Introducing Google ADK Artifacts for Multi-Modal File Handling (a Rickbot Blog)

#agentdevelopmentkit #agenticai #artifact #contextengineering

Hello and welcome to another installment of Rickbot! You don’t need to have read the rest of the series to benefit from this latest article.

Today I’m going to show you how to make use of Google Agent Development Kit (ADK) Artifacts — a very specific way of handling files and binary data. The ADK documentation describes an artifact as:

“a piece of binary data (like the content of a file) identified by a unique filename string within a specific scope (session or user).”

Artifacts are intended for use cases such as:

Non-textual data, like images and videos
Working with reports
Storing intermediate data (including between agents in multi-agent applications)
Any large data
User file management, e.g. such as uploading and downloading
Caching binary content

I’ll show you how to go from traditional file uploading and “context dumping”, to the vastly more efficient use of artifacts. And more importantly: I’ll explain WHY you should do this.

The Rickbot Series — Where We Are

But just for orientation, here’s where we are in the series:

Motivation

Let’s talk about growing up.

**Data excerpts:**
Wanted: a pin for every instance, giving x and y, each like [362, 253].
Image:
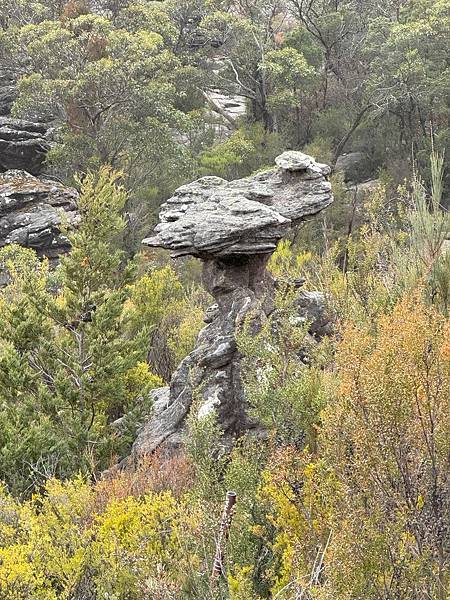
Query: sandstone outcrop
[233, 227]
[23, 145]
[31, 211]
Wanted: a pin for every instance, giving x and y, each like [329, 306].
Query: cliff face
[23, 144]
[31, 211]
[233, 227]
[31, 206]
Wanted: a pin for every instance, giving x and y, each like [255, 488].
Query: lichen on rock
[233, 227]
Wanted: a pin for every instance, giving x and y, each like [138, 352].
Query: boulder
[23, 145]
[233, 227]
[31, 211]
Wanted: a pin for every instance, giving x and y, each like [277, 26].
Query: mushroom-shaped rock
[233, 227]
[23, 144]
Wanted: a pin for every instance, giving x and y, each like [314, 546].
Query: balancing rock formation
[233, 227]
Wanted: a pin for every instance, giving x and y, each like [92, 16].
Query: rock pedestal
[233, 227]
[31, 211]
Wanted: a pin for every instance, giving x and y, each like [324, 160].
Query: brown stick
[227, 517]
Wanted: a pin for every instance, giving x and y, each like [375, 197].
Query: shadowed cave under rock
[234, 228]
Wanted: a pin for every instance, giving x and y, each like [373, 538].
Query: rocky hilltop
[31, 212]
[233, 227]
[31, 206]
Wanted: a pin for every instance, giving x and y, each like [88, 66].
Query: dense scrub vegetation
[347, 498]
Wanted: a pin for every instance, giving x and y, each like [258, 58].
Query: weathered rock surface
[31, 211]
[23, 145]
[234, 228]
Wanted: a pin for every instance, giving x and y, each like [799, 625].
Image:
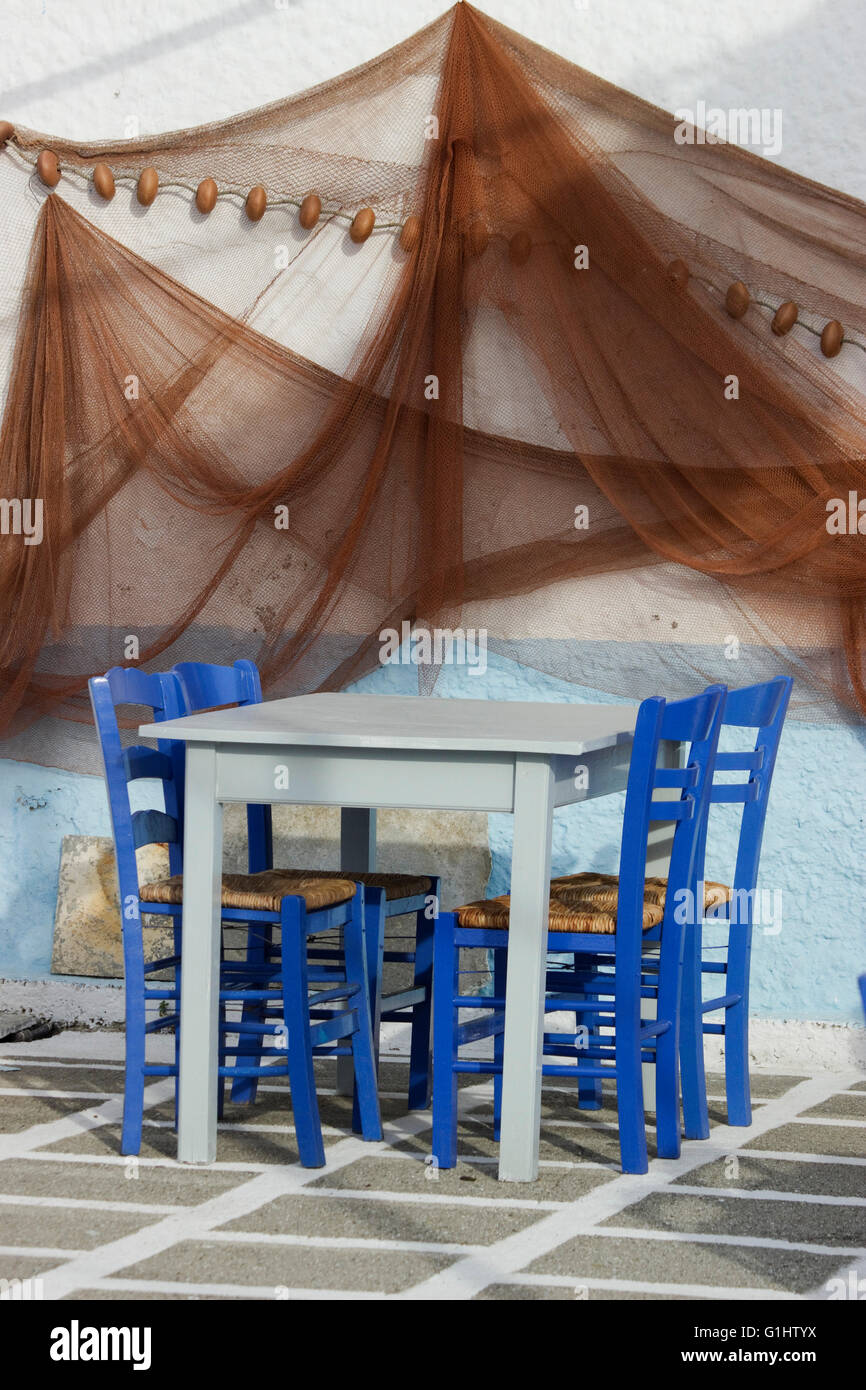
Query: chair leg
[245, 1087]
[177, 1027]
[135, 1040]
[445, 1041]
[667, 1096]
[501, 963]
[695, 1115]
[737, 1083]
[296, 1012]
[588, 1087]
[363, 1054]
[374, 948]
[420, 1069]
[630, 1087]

--

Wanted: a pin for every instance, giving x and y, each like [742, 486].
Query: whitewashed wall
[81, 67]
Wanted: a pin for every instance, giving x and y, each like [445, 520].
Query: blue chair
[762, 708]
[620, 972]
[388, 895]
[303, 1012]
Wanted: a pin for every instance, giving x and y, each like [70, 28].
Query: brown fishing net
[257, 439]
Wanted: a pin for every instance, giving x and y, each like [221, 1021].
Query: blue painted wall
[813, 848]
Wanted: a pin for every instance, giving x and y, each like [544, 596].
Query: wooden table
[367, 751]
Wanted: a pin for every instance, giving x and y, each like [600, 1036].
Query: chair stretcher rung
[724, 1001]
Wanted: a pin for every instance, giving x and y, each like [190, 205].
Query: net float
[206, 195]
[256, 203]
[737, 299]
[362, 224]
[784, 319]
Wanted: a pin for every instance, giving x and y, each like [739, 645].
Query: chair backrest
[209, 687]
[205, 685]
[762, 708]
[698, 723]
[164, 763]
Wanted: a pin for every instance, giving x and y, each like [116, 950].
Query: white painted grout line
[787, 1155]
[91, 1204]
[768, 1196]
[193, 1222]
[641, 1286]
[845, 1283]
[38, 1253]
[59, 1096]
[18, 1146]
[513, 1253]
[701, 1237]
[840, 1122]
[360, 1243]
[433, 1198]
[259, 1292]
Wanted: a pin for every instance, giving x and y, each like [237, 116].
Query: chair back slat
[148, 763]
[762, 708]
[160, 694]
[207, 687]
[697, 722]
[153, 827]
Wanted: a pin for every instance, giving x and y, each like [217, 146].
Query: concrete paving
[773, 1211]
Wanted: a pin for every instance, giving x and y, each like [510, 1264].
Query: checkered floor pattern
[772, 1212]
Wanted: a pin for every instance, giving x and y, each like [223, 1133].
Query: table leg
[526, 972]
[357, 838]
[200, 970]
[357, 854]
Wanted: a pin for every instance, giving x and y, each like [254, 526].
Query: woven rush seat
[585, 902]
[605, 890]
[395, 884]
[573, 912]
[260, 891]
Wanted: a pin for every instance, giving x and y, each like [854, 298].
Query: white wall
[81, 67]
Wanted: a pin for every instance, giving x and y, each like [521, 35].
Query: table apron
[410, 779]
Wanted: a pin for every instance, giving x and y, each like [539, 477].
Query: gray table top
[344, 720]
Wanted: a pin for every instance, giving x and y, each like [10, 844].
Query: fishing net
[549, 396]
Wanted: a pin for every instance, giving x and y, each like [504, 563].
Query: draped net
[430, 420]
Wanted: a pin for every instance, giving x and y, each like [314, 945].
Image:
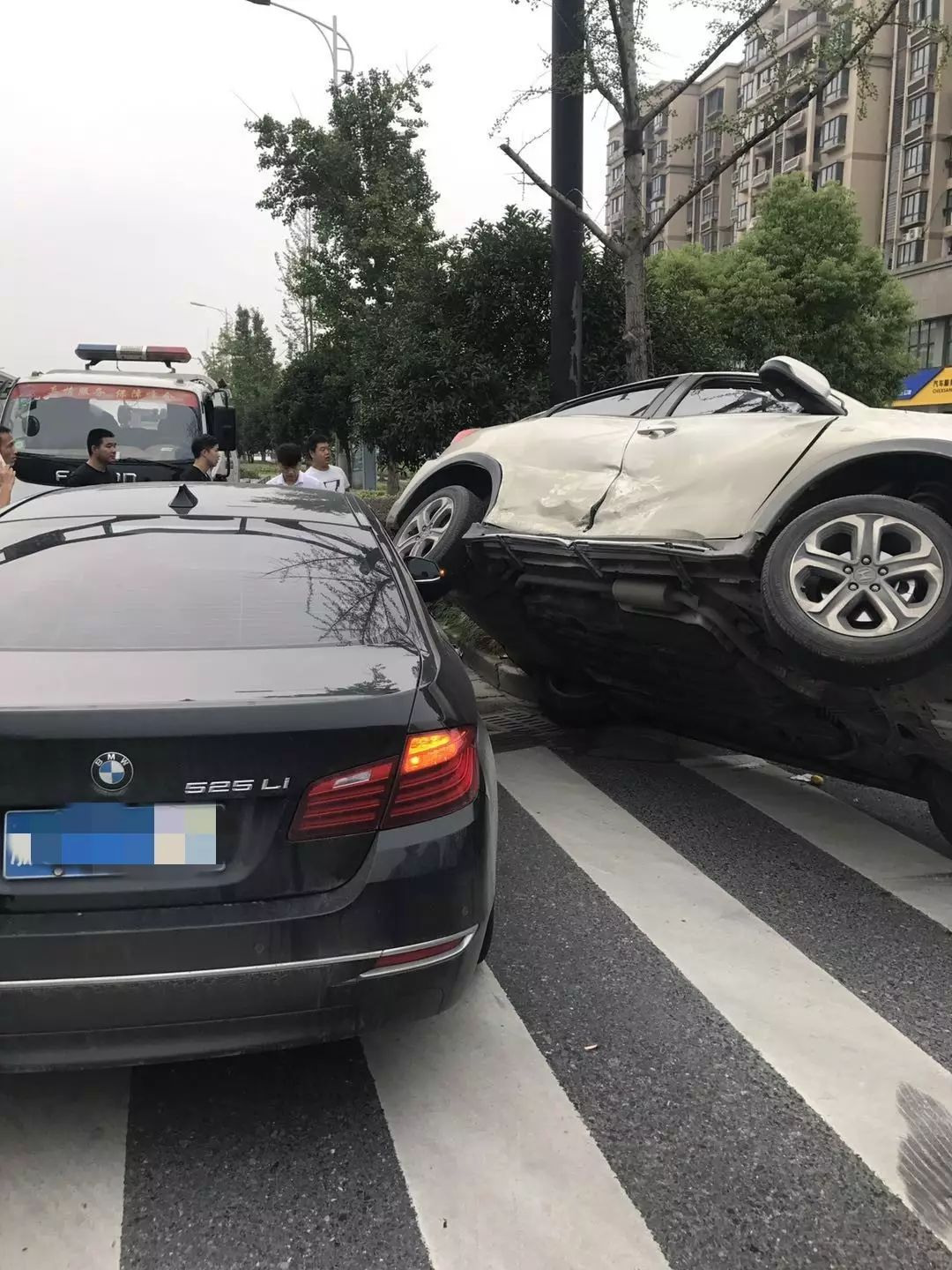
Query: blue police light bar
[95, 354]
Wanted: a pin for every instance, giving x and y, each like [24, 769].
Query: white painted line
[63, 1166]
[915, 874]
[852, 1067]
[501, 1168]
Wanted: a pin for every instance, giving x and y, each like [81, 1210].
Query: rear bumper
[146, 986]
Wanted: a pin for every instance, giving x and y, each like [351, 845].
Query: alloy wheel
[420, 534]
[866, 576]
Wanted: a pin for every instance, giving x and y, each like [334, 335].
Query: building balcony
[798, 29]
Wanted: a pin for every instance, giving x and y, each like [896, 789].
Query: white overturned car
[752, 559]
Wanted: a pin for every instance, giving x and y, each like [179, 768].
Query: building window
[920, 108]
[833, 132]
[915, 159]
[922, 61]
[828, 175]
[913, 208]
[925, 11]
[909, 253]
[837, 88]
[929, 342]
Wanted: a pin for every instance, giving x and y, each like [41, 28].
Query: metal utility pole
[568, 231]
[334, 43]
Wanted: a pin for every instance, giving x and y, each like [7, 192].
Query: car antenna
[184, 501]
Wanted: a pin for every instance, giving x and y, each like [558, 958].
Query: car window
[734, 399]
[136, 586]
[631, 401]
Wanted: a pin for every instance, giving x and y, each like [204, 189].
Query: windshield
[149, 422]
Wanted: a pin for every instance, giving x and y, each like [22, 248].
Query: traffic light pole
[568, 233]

==

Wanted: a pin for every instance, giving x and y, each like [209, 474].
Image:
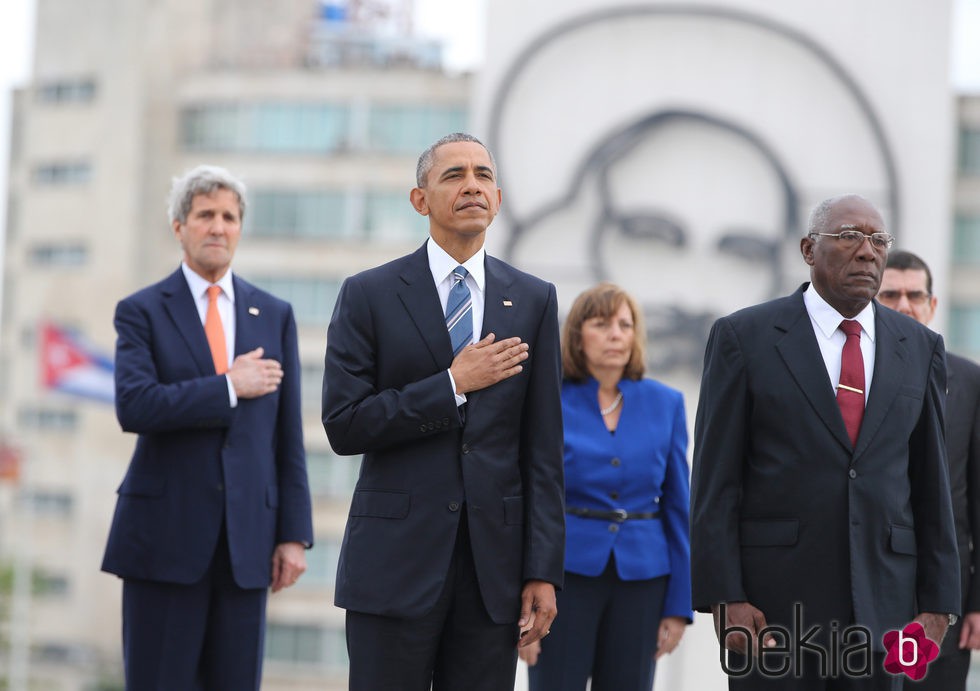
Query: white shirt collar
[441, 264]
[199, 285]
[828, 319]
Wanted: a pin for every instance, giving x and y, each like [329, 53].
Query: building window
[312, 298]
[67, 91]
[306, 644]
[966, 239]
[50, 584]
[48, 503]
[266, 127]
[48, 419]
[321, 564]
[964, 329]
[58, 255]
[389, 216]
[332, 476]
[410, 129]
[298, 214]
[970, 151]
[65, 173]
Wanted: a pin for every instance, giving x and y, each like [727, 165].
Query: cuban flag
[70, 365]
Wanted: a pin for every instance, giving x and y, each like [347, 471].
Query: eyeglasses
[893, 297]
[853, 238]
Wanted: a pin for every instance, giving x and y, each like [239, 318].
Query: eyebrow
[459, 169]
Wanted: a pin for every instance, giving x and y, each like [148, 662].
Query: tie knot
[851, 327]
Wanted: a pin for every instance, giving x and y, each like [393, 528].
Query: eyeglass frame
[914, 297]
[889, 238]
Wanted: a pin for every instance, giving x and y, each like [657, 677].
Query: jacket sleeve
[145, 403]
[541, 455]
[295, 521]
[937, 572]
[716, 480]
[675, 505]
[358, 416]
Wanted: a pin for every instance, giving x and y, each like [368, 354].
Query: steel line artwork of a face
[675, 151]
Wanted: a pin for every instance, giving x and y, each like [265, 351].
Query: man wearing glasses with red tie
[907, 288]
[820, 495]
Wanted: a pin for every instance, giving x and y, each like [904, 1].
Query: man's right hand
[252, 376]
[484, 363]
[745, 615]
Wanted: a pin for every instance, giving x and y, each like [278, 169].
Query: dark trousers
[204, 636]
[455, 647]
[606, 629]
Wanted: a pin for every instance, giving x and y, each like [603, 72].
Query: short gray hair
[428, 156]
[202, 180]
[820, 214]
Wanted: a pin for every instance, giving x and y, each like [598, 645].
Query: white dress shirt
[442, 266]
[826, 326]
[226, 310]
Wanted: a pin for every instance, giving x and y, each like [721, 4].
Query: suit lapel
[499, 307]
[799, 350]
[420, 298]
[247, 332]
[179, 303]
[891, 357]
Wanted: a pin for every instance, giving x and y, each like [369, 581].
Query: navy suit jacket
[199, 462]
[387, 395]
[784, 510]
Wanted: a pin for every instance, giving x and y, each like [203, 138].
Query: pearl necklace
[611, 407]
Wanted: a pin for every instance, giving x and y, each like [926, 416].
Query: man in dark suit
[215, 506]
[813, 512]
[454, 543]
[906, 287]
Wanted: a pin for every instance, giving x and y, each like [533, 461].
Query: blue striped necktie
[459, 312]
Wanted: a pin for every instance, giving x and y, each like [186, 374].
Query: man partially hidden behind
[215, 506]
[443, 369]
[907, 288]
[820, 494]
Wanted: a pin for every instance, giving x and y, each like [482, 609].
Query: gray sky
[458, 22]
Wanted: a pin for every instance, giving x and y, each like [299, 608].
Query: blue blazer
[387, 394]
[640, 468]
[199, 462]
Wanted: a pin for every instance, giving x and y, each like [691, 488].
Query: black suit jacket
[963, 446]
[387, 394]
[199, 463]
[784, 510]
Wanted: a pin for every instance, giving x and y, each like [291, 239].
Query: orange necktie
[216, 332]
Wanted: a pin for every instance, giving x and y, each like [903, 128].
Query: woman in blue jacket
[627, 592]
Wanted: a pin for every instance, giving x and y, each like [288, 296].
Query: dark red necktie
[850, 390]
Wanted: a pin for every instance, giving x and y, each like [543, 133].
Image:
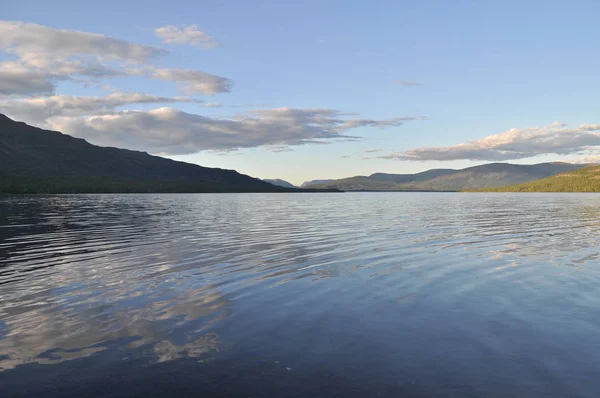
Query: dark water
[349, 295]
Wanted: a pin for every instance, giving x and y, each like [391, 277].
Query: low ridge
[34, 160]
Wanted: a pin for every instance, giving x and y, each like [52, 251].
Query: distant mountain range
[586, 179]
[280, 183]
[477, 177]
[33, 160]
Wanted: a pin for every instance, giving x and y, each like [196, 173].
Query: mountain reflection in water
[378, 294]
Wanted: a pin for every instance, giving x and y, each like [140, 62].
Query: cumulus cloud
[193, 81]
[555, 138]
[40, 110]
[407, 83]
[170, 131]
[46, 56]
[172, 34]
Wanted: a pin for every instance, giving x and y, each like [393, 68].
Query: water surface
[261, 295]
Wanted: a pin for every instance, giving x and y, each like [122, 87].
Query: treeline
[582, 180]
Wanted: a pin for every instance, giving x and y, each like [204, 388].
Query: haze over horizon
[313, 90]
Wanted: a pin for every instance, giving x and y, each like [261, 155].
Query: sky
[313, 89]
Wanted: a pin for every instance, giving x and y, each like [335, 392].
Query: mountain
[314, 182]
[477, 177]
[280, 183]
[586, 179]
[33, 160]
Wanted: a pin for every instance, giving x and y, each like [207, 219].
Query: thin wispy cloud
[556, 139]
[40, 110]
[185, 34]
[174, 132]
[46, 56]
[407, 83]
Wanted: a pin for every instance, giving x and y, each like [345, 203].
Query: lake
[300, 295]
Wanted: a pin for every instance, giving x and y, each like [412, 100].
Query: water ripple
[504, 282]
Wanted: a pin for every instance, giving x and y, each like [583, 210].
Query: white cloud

**Task to complete:** Continue the blog post on Google ADK Artifacts, starting after its last line. The records have no connection to the text.

**Response to this exercise:**
When I first dreamt up the Rickbot project — a “multi-persona” chatbot where I can argue with Rick Sanchez about quantum mechanics or ask Yoda for mindfulness tips — I wanted to build and iterate quickly. The project was all about experimenting with the Google agentic ecosystem. I needed a UI that would let me experiment and immediately see my changes visually. And, because I’m okay with Python, I naturally reached for Streamlit.

But that was the start. As this series has progressed, we’ve turned Rickbot into a much more robust and well-architected application. We now have:

The Frontend: A slick, reactive Next.js app written in TypeScript. We chose Next.js because we wanted portals, rich animations, and a UI that doesn’t refresh the entire page every time you press a button.
The Backend: A scalable FastAPI service written in Python. We chose this for its speed, its async capabilities, and its ability to define a rigorous API contract.
Framework: The Google Agent Development Kit (ADK). ADK is the skeleton that holds everything together, and allows us to leverage Google Gemini as the AI brain.

This upgrade brought a challenge. I wanted feature parity with the original Streamlit interface. And one feature I needed to re-introduce into the new UI is the ability to handle Multimodal File Uploads. Because: Rick needs to see your memes; he needs to debug your Python scripts; he needs to analyze your 50-page PDF reports. And this is where we faced a critical architectural decision about state.

Option 1: The Context Dump

Let’s peek under the hood of my original streamlit_fe\chat.py and see how I handled user file uploads in the Streamlit UI:

async def get_agent_response(runner: Runner, prompt: str, uploaded_files: list[Any], rate_limiter: RateLimiter) -> None:
    """
    Handles user input and generates the bot's response using the Rickbot ADK agent.
    """

    # First we do some checks (ommitted from this snippet)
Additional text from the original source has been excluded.